Lay out every line of the items below as a Markdown table with the columns Row and Line. Number the rows in order and leave out any blank lines.
——
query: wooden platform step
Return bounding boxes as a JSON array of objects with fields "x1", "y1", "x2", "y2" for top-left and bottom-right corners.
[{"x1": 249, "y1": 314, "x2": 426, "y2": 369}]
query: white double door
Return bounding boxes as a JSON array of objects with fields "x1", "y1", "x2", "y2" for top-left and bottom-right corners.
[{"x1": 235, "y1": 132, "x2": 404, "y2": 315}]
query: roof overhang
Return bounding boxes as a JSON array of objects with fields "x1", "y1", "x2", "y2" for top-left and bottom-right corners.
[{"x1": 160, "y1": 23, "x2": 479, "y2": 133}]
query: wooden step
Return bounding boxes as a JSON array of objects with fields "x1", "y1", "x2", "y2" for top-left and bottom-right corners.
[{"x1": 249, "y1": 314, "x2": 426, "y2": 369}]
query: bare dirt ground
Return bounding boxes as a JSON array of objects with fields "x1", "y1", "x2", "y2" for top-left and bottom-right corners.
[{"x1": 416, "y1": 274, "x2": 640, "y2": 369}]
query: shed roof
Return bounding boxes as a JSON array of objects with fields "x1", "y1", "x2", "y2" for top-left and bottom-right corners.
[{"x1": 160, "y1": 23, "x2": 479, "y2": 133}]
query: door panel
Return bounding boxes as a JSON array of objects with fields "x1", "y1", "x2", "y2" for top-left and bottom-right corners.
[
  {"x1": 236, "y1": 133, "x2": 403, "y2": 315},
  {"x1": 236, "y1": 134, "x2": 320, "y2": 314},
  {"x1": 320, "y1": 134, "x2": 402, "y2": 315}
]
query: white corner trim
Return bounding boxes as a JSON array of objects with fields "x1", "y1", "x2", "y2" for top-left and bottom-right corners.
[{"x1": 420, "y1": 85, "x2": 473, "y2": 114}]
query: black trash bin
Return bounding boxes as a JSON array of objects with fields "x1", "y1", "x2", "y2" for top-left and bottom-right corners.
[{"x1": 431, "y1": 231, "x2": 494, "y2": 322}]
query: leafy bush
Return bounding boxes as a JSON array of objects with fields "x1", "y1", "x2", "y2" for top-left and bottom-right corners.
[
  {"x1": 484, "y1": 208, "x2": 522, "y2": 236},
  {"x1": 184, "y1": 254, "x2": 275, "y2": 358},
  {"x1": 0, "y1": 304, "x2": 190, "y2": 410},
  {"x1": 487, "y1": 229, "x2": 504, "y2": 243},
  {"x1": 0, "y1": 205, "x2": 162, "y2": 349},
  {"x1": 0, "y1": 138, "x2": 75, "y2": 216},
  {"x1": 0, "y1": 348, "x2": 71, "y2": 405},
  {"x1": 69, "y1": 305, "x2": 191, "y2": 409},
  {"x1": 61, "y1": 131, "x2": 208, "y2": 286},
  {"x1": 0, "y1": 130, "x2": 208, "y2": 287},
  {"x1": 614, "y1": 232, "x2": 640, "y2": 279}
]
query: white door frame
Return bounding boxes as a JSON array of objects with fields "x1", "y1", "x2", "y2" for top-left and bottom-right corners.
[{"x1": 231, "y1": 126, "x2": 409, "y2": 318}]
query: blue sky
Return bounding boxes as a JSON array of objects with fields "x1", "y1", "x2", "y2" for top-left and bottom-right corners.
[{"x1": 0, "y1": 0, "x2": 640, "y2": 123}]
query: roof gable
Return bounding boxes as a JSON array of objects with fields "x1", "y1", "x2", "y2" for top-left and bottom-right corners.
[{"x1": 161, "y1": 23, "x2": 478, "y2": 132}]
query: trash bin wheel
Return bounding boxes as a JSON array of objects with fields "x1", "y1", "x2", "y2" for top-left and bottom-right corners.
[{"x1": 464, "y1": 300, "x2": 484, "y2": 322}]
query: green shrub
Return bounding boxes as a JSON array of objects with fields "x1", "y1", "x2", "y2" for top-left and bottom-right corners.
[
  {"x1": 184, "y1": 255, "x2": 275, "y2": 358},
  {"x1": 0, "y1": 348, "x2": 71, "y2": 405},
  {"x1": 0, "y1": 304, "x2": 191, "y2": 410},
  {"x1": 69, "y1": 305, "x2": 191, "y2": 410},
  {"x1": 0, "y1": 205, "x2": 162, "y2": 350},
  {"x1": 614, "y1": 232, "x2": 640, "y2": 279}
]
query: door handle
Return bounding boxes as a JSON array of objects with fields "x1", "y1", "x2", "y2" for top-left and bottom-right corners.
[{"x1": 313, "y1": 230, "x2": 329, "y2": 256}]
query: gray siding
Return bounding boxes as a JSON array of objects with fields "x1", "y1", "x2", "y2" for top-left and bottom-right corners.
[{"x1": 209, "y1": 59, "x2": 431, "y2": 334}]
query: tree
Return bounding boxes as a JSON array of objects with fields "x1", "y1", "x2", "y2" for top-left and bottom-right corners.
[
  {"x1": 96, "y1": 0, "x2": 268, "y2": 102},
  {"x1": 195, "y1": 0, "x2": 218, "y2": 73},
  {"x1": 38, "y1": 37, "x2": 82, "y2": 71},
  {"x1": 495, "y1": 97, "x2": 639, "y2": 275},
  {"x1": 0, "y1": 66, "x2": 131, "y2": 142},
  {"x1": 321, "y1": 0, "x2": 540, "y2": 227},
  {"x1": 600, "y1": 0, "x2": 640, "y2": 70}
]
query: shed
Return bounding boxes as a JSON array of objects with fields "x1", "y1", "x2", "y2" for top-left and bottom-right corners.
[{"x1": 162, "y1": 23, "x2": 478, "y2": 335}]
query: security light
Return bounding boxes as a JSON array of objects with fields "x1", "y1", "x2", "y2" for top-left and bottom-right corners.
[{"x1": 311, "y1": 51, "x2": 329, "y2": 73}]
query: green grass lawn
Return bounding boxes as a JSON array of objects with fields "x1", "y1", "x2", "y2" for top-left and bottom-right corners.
——
Result below
| Row | Line |
|---|---|
| 1 | query: wooden platform step |
| 2 | Return bounding boxes as a JSON array of objects with fields "x1", "y1", "x2", "y2" for top-left and bottom-right corners. |
| 3 | [{"x1": 249, "y1": 314, "x2": 426, "y2": 369}] |
| 4 | query: white double door |
| 5 | Return bounding boxes as a JSON array of objects with fields "x1", "y1", "x2", "y2" for top-left and bottom-right corners. |
| 6 | [{"x1": 235, "y1": 132, "x2": 404, "y2": 315}] |
| 7 | query: roof overhang |
| 8 | Return bounding boxes as a JSON array of objects with fields "x1", "y1", "x2", "y2" for top-left and bottom-right corners. |
| 9 | [{"x1": 160, "y1": 23, "x2": 479, "y2": 133}] |
| 10 | query: wooden step |
| 11 | Return bounding boxes as a JSON array of objects with fields "x1", "y1", "x2", "y2" for top-left and bottom-right corners. |
| 12 | [{"x1": 249, "y1": 314, "x2": 426, "y2": 369}] |
| 13 | query: bare dirt ground |
| 14 | Return bounding boxes as a JSON array of objects with fields "x1", "y1", "x2", "y2" for top-left and bottom-right corners. |
| 15 | [{"x1": 416, "y1": 274, "x2": 640, "y2": 369}] |
| 16 | query: shed roof |
| 17 | Return bounding boxes as a JSON array of objects with fields "x1", "y1", "x2", "y2" for top-left and bottom-right corners. |
| 18 | [{"x1": 160, "y1": 23, "x2": 479, "y2": 133}] |
| 19 | query: door panel |
| 20 | Return bounding boxes as a JSON array of objects with fields "x1", "y1", "x2", "y2" for top-left and bottom-right corners. |
| 21 | [ |
| 22 |   {"x1": 236, "y1": 133, "x2": 403, "y2": 315}, |
| 23 |   {"x1": 236, "y1": 134, "x2": 320, "y2": 314}, |
| 24 |   {"x1": 320, "y1": 134, "x2": 402, "y2": 315} |
| 25 | ] |
| 26 | query: white corner trim |
| 27 | Return bounding boxes as a JSON array of objects with fields "x1", "y1", "x2", "y2" for top-left and bottom-right corners. |
| 28 | [{"x1": 420, "y1": 85, "x2": 473, "y2": 114}] |
| 29 | query: black trash bin |
| 30 | Return bounding boxes as a JSON array of objects with fields "x1", "y1", "x2", "y2" for top-left and bottom-right corners. |
| 31 | [{"x1": 431, "y1": 231, "x2": 494, "y2": 322}] |
| 32 | query: leafy bush |
| 33 | Return bounding boxes as a JSON array of objects with fields "x1", "y1", "x2", "y2" for top-left and bottom-right corners. |
| 34 | [ |
| 35 |   {"x1": 484, "y1": 208, "x2": 522, "y2": 236}, |
| 36 |   {"x1": 184, "y1": 254, "x2": 275, "y2": 358}, |
| 37 |   {"x1": 0, "y1": 304, "x2": 190, "y2": 410}, |
| 38 |   {"x1": 487, "y1": 229, "x2": 504, "y2": 243}, |
| 39 |   {"x1": 0, "y1": 205, "x2": 162, "y2": 349}, |
| 40 |   {"x1": 0, "y1": 138, "x2": 75, "y2": 216}, |
| 41 |   {"x1": 0, "y1": 348, "x2": 71, "y2": 405}, |
| 42 |   {"x1": 69, "y1": 305, "x2": 191, "y2": 409}, |
| 43 |   {"x1": 61, "y1": 131, "x2": 208, "y2": 286}, |
| 44 |   {"x1": 0, "y1": 130, "x2": 208, "y2": 287}, |
| 45 |   {"x1": 614, "y1": 232, "x2": 640, "y2": 279} |
| 46 | ] |
| 47 | query: white door frame |
| 48 | Return bounding boxes as a JSON array of objects with fields "x1", "y1", "x2", "y2" for top-left and bottom-right corners. |
| 49 | [{"x1": 231, "y1": 126, "x2": 409, "y2": 318}] |
| 50 | query: blue sky |
| 51 | Return bounding boxes as a JSON array of objects with fields "x1", "y1", "x2", "y2" for top-left and bottom-right corners. |
| 52 | [{"x1": 0, "y1": 0, "x2": 640, "y2": 123}] |
| 53 | query: roof gable |
| 54 | Return bounding boxes as a JSON array of objects with fields "x1", "y1", "x2", "y2" for top-left and bottom-right corners. |
| 55 | [{"x1": 161, "y1": 23, "x2": 478, "y2": 132}] |
| 56 | query: trash bin wheel |
| 57 | Return bounding boxes as a JSON array of objects with fields "x1", "y1", "x2", "y2" for top-left and bottom-right corners. |
| 58 | [{"x1": 464, "y1": 300, "x2": 484, "y2": 322}] |
| 59 | query: green shrub |
| 60 | Return bounding boxes as a JSON array of objects with fields "x1", "y1", "x2", "y2" for top-left and bottom-right corners. |
| 61 | [ |
| 62 |   {"x1": 184, "y1": 255, "x2": 275, "y2": 358}, |
| 63 |   {"x1": 0, "y1": 348, "x2": 71, "y2": 405}, |
| 64 |   {"x1": 0, "y1": 304, "x2": 191, "y2": 410}, |
| 65 |   {"x1": 69, "y1": 305, "x2": 191, "y2": 410}, |
| 66 |   {"x1": 0, "y1": 205, "x2": 162, "y2": 350}, |
| 67 |   {"x1": 614, "y1": 232, "x2": 640, "y2": 279} |
| 68 | ] |
| 69 | query: door handle |
| 70 | Return bounding boxes as a JSON array of objects with fields "x1", "y1", "x2", "y2" for top-left and bottom-right corners. |
| 71 | [{"x1": 313, "y1": 230, "x2": 329, "y2": 256}] |
| 72 | query: gray siding |
| 73 | Return bounding boxes as a JSON array of objects with fields "x1", "y1", "x2", "y2" for top-left and bottom-right corners. |
| 74 | [{"x1": 209, "y1": 59, "x2": 431, "y2": 334}] |
| 75 | query: tree |
| 76 | Return bounding boxes as a JSON array of objects with fields "x1", "y1", "x2", "y2" for top-left and bottom-right corners. |
| 77 | [ |
| 78 |   {"x1": 96, "y1": 0, "x2": 268, "y2": 102}, |
| 79 |   {"x1": 195, "y1": 0, "x2": 218, "y2": 73}, |
| 80 |   {"x1": 38, "y1": 37, "x2": 82, "y2": 71}, |
| 81 |   {"x1": 495, "y1": 97, "x2": 639, "y2": 275}, |
| 82 |   {"x1": 0, "y1": 66, "x2": 131, "y2": 142}, |
| 83 |   {"x1": 321, "y1": 0, "x2": 540, "y2": 227}, |
| 84 |   {"x1": 600, "y1": 0, "x2": 640, "y2": 70} |
| 85 | ] |
| 86 | query: shed |
| 87 | Return bounding boxes as a JSON array of objects with fields "x1", "y1", "x2", "y2" for top-left and bottom-right corners. |
| 88 | [{"x1": 162, "y1": 23, "x2": 478, "y2": 335}] |
| 89 | query: security light |
| 90 | Return bounding boxes as a JSON array of objects with fields "x1", "y1", "x2", "y2" for top-left and bottom-right corners. |
| 91 | [{"x1": 311, "y1": 51, "x2": 329, "y2": 73}] |
| 92 | query: green grass lawn |
| 93 | Return bounding boxes as a JSON array of objects with fields "x1", "y1", "x2", "y2" for top-left and bottom-right corners. |